- **Exercise**: Repeat each entry as written, dropping any picture you find.

- **Material provided**:
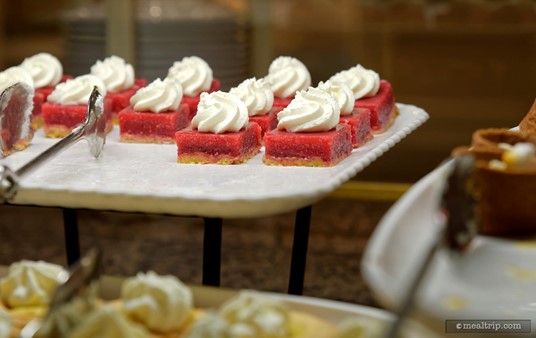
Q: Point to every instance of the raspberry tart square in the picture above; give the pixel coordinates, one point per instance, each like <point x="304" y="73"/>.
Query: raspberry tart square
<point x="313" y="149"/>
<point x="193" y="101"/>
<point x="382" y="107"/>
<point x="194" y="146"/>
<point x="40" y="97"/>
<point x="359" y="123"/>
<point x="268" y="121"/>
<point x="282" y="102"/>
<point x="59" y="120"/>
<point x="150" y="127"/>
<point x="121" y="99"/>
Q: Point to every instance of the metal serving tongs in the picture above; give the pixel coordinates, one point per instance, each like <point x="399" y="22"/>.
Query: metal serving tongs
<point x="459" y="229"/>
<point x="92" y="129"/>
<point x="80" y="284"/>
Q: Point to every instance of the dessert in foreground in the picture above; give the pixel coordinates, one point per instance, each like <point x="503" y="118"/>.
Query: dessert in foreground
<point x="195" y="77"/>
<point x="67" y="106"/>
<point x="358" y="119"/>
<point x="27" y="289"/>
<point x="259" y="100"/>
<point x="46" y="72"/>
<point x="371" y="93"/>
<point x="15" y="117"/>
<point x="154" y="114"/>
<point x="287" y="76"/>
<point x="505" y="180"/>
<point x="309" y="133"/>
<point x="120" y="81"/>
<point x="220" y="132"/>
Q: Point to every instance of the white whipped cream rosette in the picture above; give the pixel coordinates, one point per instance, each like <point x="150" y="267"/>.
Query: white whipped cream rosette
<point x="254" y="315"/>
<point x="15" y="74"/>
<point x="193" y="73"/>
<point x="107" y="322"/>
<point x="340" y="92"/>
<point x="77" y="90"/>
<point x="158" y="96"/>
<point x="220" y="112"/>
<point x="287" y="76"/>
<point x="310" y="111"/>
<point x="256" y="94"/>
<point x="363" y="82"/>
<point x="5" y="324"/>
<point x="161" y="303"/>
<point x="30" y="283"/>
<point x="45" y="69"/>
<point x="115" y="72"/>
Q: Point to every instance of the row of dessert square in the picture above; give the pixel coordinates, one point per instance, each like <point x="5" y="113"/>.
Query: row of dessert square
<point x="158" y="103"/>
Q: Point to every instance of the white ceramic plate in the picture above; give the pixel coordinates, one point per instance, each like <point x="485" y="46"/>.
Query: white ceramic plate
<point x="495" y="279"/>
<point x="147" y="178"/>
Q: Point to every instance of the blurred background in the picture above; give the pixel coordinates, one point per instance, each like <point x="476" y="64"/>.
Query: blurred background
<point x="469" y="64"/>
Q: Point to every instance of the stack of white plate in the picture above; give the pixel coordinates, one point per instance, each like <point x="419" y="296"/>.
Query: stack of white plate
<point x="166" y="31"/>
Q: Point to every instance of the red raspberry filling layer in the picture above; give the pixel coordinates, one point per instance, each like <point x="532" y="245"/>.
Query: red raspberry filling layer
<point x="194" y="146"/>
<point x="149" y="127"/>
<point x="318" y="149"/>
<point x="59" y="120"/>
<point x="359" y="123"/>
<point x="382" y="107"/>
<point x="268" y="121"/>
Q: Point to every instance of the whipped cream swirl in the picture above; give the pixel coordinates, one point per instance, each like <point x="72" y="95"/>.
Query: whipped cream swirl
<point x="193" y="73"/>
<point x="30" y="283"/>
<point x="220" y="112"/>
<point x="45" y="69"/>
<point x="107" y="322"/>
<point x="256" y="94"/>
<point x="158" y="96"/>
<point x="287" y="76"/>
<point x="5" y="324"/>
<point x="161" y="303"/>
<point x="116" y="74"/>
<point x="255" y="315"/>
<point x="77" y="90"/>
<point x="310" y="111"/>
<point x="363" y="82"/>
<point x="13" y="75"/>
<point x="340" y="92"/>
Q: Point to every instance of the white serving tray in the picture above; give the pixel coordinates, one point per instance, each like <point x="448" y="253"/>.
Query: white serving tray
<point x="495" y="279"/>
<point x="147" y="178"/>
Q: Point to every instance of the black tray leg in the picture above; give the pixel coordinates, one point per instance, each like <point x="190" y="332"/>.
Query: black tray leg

- **Correct response**:
Q: Point to every instance of the raspberry tart square in the picture above; give the pixel coordinates, one point per instance, each like <point x="304" y="73"/>.
Query: raspberry tart square
<point x="313" y="149"/>
<point x="193" y="101"/>
<point x="382" y="107"/>
<point x="194" y="146"/>
<point x="40" y="97"/>
<point x="359" y="123"/>
<point x="268" y="121"/>
<point x="282" y="102"/>
<point x="59" y="120"/>
<point x="150" y="127"/>
<point x="121" y="99"/>
Q: Point to every instance of the metal serving tongs in the picture above; give the pixel coordinates, one point per instance, each like <point x="399" y="22"/>.
Query: metal serving tongs
<point x="459" y="229"/>
<point x="92" y="129"/>
<point x="80" y="284"/>
Q: Point to every instance of the dessert in foreground in the picture above; give the pixel coordinates, one point per instance, each like <point x="503" y="118"/>.
Query: dessert in foreground
<point x="195" y="77"/>
<point x="67" y="106"/>
<point x="358" y="119"/>
<point x="27" y="289"/>
<point x="259" y="100"/>
<point x="46" y="72"/>
<point x="371" y="93"/>
<point x="15" y="117"/>
<point x="154" y="114"/>
<point x="287" y="76"/>
<point x="505" y="180"/>
<point x="309" y="133"/>
<point x="120" y="81"/>
<point x="220" y="132"/>
Q: Point to every instance of the white whipped cream rosette in the picture above; give the pixel coordinates, one point per instance, each like <point x="150" y="267"/>.
Query: white whipped cream rosette
<point x="254" y="315"/>
<point x="15" y="74"/>
<point x="193" y="73"/>
<point x="107" y="322"/>
<point x="340" y="92"/>
<point x="77" y="90"/>
<point x="158" y="96"/>
<point x="220" y="112"/>
<point x="287" y="76"/>
<point x="310" y="111"/>
<point x="256" y="94"/>
<point x="363" y="82"/>
<point x="5" y="324"/>
<point x="161" y="303"/>
<point x="30" y="283"/>
<point x="45" y="69"/>
<point x="115" y="72"/>
Q: Point to every instance of the row of dessert square in the picture above; give the pixel coordinates, one point per instance, each like <point x="5" y="113"/>.
Query: row of dessert square
<point x="158" y="103"/>
Q: Point to every instance of the white ceramic plate in the picture above; give the pixel coordinates, one point per instance, each like <point x="485" y="46"/>.
Query: white ceramic plate
<point x="495" y="279"/>
<point x="147" y="178"/>
Q: Point to every instance of the blurred background in the picture above; give the pixel coordinates, one point per instance, each like <point x="476" y="64"/>.
Query: blurred background
<point x="469" y="64"/>
Q: Point to every instance of the stack of white plate in the picture above; give the pixel coordinates, one point per instance, each like <point x="419" y="296"/>.
Query: stack of white plate
<point x="166" y="31"/>
Q: Point to every instance of the red raspberry filling layer in the picture above; give the pixel coordinates, one point per instance, each like <point x="532" y="245"/>.
Query: red raspberry filling layer
<point x="194" y="146"/>
<point x="149" y="127"/>
<point x="318" y="149"/>
<point x="59" y="120"/>
<point x="359" y="123"/>
<point x="382" y="107"/>
<point x="268" y="121"/>
Q: Point to every instance of the whipped cream swirl in the picture above; give the pixel coordinates, one point per instance, each like <point x="72" y="95"/>.
Query: whipped cream swirl
<point x="193" y="73"/>
<point x="30" y="283"/>
<point x="220" y="112"/>
<point x="45" y="69"/>
<point x="107" y="322"/>
<point x="256" y="94"/>
<point x="158" y="96"/>
<point x="287" y="76"/>
<point x="5" y="324"/>
<point x="161" y="303"/>
<point x="116" y="74"/>
<point x="255" y="315"/>
<point x="77" y="90"/>
<point x="310" y="111"/>
<point x="363" y="82"/>
<point x="13" y="75"/>
<point x="340" y="92"/>
Q: Point to every instance of the white serving tray in the picture above; give the pixel coordinates, one point per instance, each like <point x="448" y="253"/>.
Query: white serving tray
<point x="495" y="279"/>
<point x="147" y="178"/>
Q: Point to every instance of the black tray leg in the picture above; give the pixel coordinates, one point per instance, each like <point x="190" y="332"/>.
Query: black tray leg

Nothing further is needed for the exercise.